* Exercise directions *
Each record has to be repeated exactly as given.

(Stored dataset items)
——

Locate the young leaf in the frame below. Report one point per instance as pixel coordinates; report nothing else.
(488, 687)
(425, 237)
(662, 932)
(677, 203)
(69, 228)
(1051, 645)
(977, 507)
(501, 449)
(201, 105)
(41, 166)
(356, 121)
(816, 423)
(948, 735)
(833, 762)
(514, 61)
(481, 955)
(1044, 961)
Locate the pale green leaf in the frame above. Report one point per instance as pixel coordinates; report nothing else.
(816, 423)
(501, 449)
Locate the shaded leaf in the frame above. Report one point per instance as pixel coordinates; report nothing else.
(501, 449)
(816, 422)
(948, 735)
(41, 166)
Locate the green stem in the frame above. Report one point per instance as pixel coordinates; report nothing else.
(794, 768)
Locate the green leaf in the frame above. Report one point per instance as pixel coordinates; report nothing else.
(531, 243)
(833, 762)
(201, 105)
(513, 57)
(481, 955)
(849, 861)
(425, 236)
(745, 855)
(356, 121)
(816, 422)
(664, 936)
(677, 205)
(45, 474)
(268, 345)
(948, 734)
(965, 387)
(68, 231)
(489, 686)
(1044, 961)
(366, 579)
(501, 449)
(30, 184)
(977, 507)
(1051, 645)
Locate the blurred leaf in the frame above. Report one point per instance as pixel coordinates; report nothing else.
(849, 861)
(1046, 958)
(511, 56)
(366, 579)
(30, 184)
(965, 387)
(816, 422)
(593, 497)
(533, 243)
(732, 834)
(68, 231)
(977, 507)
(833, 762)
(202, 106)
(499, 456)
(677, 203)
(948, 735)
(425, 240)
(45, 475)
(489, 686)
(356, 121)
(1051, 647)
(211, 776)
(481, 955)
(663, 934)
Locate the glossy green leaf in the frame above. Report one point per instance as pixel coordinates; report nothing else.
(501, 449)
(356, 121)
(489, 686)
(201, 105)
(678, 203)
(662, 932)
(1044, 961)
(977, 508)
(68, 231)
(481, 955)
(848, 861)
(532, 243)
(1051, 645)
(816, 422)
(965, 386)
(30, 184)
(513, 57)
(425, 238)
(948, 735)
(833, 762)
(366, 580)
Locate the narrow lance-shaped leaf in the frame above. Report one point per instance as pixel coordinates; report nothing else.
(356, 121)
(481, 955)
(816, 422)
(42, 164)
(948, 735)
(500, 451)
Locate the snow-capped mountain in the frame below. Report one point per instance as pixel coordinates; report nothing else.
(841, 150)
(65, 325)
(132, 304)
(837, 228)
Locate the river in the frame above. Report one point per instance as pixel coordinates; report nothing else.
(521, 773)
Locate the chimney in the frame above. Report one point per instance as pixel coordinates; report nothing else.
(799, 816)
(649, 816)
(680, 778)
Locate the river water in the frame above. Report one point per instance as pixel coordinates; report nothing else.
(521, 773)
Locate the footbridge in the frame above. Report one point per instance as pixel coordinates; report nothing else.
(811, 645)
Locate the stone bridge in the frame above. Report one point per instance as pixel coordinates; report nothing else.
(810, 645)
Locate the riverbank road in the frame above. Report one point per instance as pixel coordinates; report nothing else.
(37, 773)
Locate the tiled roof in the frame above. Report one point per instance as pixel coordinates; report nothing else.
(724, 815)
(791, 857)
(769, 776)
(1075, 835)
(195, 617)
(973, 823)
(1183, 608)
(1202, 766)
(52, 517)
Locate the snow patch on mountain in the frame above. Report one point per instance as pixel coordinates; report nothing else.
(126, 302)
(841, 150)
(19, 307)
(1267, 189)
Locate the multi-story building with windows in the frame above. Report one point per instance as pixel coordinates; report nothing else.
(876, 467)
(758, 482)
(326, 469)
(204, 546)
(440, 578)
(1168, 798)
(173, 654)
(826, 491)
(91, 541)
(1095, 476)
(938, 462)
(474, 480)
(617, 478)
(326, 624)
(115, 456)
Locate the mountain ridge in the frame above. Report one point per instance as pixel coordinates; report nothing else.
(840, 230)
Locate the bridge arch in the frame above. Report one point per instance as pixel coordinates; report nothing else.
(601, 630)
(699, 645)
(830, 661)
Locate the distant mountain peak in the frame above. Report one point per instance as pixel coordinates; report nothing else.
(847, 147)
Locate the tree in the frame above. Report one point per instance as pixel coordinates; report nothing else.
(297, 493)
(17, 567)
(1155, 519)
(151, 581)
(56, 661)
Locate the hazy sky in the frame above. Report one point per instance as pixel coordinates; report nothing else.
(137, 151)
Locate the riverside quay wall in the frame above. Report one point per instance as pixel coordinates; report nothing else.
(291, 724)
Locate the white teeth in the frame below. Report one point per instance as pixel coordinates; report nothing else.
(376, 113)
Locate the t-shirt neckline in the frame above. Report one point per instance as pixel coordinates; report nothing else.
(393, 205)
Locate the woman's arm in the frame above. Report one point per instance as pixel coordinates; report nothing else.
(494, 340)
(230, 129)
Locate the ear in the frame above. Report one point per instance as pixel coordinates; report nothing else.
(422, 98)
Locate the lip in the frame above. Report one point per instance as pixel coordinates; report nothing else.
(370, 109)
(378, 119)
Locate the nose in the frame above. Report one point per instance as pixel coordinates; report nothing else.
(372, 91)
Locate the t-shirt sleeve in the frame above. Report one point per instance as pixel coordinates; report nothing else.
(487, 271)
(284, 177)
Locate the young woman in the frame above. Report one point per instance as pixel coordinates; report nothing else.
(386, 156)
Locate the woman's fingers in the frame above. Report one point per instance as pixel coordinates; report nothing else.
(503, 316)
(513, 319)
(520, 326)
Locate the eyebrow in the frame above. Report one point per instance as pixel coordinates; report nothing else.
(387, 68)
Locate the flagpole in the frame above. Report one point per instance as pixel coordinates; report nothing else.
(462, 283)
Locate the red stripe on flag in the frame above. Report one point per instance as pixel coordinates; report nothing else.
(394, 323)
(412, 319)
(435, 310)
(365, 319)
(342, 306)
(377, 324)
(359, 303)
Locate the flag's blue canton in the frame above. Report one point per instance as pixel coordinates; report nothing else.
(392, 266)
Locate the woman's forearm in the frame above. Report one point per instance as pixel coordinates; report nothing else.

——

* Exercise solution *
Locate the young leaf in the frame below. Report one point per instance as pixel coordinates; report nothing else.
(488, 687)
(425, 237)
(662, 932)
(677, 203)
(69, 228)
(1051, 645)
(977, 507)
(501, 449)
(201, 105)
(41, 166)
(356, 121)
(816, 423)
(948, 735)
(833, 762)
(514, 61)
(481, 955)
(1044, 961)
Locate the pale green leaf in the frame above. Report one point per instance as pixel coordinates; report nothing else.
(816, 423)
(501, 449)
Locate the shaded leaf in the frame above. Report one point per instance as pixel coordinates; report nothing else.
(501, 449)
(816, 422)
(948, 735)
(41, 166)
Locate the green stem in the frame above. Report one point per instance as pixel coordinates; report nothing else.
(794, 768)
Locate the green leaf in the frame above. Report one point per instance as pixel coordinates; report nothing else.
(531, 243)
(833, 762)
(201, 105)
(513, 57)
(481, 955)
(849, 861)
(425, 236)
(745, 855)
(356, 121)
(816, 422)
(664, 936)
(677, 205)
(45, 474)
(268, 345)
(948, 734)
(965, 387)
(68, 231)
(489, 686)
(1044, 961)
(366, 579)
(501, 449)
(30, 184)
(977, 507)
(1051, 645)
Locate the blurred leaf in the frame above. Report one point per instance as pixel coordinates; report nothing else.
(849, 861)
(1046, 958)
(511, 56)
(366, 579)
(30, 184)
(965, 387)
(816, 422)
(593, 497)
(533, 243)
(732, 834)
(68, 231)
(977, 507)
(833, 762)
(202, 106)
(499, 456)
(677, 203)
(948, 735)
(425, 240)
(45, 475)
(489, 686)
(356, 121)
(1051, 647)
(211, 776)
(481, 955)
(663, 934)
Locate the glossy green leaf in the frame above. Report one point per instance as pixel coordinates; report nothing else.
(501, 449)
(356, 121)
(489, 686)
(201, 105)
(678, 203)
(662, 932)
(1044, 961)
(977, 508)
(68, 231)
(481, 955)
(848, 861)
(532, 243)
(1051, 645)
(816, 422)
(965, 386)
(30, 184)
(513, 57)
(425, 238)
(948, 735)
(833, 762)
(366, 580)
Locate the narrow lance-shaped leaf in the frame above. Report one point per instance as pixel coordinates; report nothing else.
(356, 121)
(481, 955)
(816, 422)
(42, 164)
(948, 735)
(500, 451)
Locate the snow-capped mountain in the frame below. Report one point per instance as pixel coordinates; report nothing else.
(841, 150)
(65, 325)
(132, 304)
(837, 228)
Locate the river in the frame above. Report one point per instance as pixel coordinates; report nothing else.
(521, 773)
Locate the chimney in the frame above. Report one point per instance as pixel coordinates; report nothing else.
(799, 816)
(649, 816)
(680, 778)
Locate the river water in the frame above. Report one point per instance as pixel coordinates; report nothing else.
(521, 773)
Locate the footbridge in the frame above. Report one point per instance as pixel coordinates; report nothing else.
(811, 645)
Locate the stone bridge in the frame above. Report one point per instance as pixel coordinates; report nothing else.
(810, 645)
Locate the riverbank road in the frame above. Report one point per instance as pixel coordinates; report nothing else.
(37, 773)
Locate the tiled roof in the frame above. Report one point per instance as pixel coordinates; report nothing else.
(724, 815)
(791, 857)
(769, 776)
(1075, 835)
(195, 617)
(973, 823)
(1183, 608)
(1202, 766)
(52, 517)
Locate the snow patch on mountain in the frame above. Report one point per instance as pixel coordinates; report nothing else.
(126, 302)
(841, 150)
(19, 307)
(1267, 189)
Locate the multi-story building with windows in the frame above. Report one point per instance as pixel coordinates; report nothing else.
(876, 467)
(758, 482)
(326, 469)
(204, 546)
(440, 578)
(1168, 798)
(173, 654)
(826, 491)
(91, 541)
(1095, 476)
(938, 462)
(474, 480)
(617, 478)
(326, 624)
(115, 456)
Locate the mountain ridge in the frame above. Report one point per instance as pixel coordinates; report nothing else.
(840, 230)
Locate the bridge arch in the frame above. Report one point per instance as pixel coordinates; report nothing else.
(601, 630)
(699, 645)
(830, 661)
Locate the distant mountain peak in the frame above. Report one point per instance as pixel coordinates; report nothing else.
(847, 147)
Locate the tree in the frame above. Report one point per instance as pixel coordinates; report nothing else.
(297, 493)
(17, 567)
(1155, 519)
(151, 581)
(56, 661)
Locate the hazy sky in the frame above. Report one point per instance as pixel coordinates; report nothing else.
(137, 151)
Locate the riverside quay wall in the frame above. Report one point per instance as pixel coordinates; report nothing else.
(291, 724)
Locate the white teeth in the frame below. Report one point per instance as pixel coordinates; report nothing else.
(376, 113)
Locate the t-shirt neckline in the frame above. Report one point per instance as pixel coordinates; report nothing else.
(393, 205)
Locate the woman's arm in the frame above. Report one point per instance as pixel coordinates; report nothing else.
(494, 340)
(230, 129)
Locate the ear in the frame above. Report one point per instance as pixel coordinates; report nothing else.
(422, 98)
Locate the lip in the frame above. Report one point per instance as pixel coordinates; report nothing else.
(370, 109)
(378, 119)
Locate the nose in the frame above. Report one point per instance as pixel coordinates; report nothing else.
(372, 91)
Locate the t-shirt sleeve in the frame above. Report one point per instance as pixel coordinates; report nothing else.
(487, 271)
(284, 177)
Locate the young woman in the frame above. Report one point per instance as pixel coordinates; report nothing else.
(386, 156)
Locate the woman's fingers in the frame above. Report one point per instance as pixel coordinates; report nothing else.
(503, 316)
(513, 319)
(520, 326)
Locate the eyebrow in the frame above. Report one point per instance as pixel coordinates; report nothing else.
(387, 68)
Locate the flagpole in the frame above. Report one point per instance as pixel coordinates; report nothing else.
(462, 283)
Locate the red stripe on flag in the frame above. Report one point per instance as pixel coordinates; report nothing else.
(394, 323)
(412, 319)
(435, 310)
(365, 319)
(342, 306)
(377, 324)
(359, 303)
Locate the flag's blue canton in the frame above. Report one point per instance as pixel coordinates; report nothing else.
(392, 266)
Locate the woman's forearm in the frame above. Report one point per instance as pixel coordinates; report nothing else.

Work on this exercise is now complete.